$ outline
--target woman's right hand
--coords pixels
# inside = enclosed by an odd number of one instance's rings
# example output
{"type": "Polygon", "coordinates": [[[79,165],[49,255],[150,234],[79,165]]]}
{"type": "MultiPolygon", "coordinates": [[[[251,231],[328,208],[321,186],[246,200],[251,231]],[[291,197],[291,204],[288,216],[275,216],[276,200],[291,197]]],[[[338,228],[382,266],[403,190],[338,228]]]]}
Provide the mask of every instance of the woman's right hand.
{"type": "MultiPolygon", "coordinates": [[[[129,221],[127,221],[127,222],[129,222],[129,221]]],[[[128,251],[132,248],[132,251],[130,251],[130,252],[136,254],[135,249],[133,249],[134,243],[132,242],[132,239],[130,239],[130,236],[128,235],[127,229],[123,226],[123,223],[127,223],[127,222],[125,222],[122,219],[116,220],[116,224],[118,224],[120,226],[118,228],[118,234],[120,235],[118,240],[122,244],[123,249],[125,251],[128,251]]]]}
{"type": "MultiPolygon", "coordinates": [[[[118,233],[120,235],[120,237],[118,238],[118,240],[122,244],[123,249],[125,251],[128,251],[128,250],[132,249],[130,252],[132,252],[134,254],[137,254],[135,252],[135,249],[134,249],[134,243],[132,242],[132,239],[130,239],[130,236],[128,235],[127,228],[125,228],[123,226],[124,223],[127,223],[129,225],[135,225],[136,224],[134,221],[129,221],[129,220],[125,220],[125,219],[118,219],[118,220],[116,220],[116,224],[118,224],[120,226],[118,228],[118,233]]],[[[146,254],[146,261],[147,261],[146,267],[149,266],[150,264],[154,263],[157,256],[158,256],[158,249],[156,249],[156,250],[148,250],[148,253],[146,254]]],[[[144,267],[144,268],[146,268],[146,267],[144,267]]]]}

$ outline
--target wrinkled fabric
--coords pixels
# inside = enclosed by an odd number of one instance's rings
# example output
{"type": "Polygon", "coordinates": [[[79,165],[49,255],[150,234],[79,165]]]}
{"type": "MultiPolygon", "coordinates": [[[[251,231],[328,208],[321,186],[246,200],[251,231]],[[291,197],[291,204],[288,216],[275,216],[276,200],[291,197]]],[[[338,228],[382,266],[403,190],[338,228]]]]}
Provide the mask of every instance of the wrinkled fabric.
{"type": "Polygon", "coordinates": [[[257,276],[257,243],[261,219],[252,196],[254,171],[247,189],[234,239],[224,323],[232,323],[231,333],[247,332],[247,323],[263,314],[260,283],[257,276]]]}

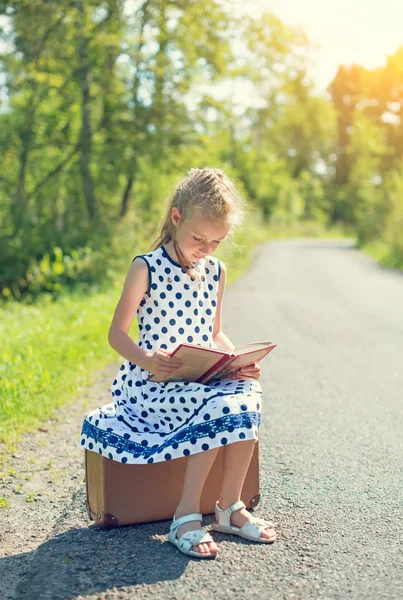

_____

## WHAT THE TASK REQUIRES
The lines above that hold the string "target" are to be located and copied.

## RESPONSE AREA
--target woman's right hand
--target wrinkled fabric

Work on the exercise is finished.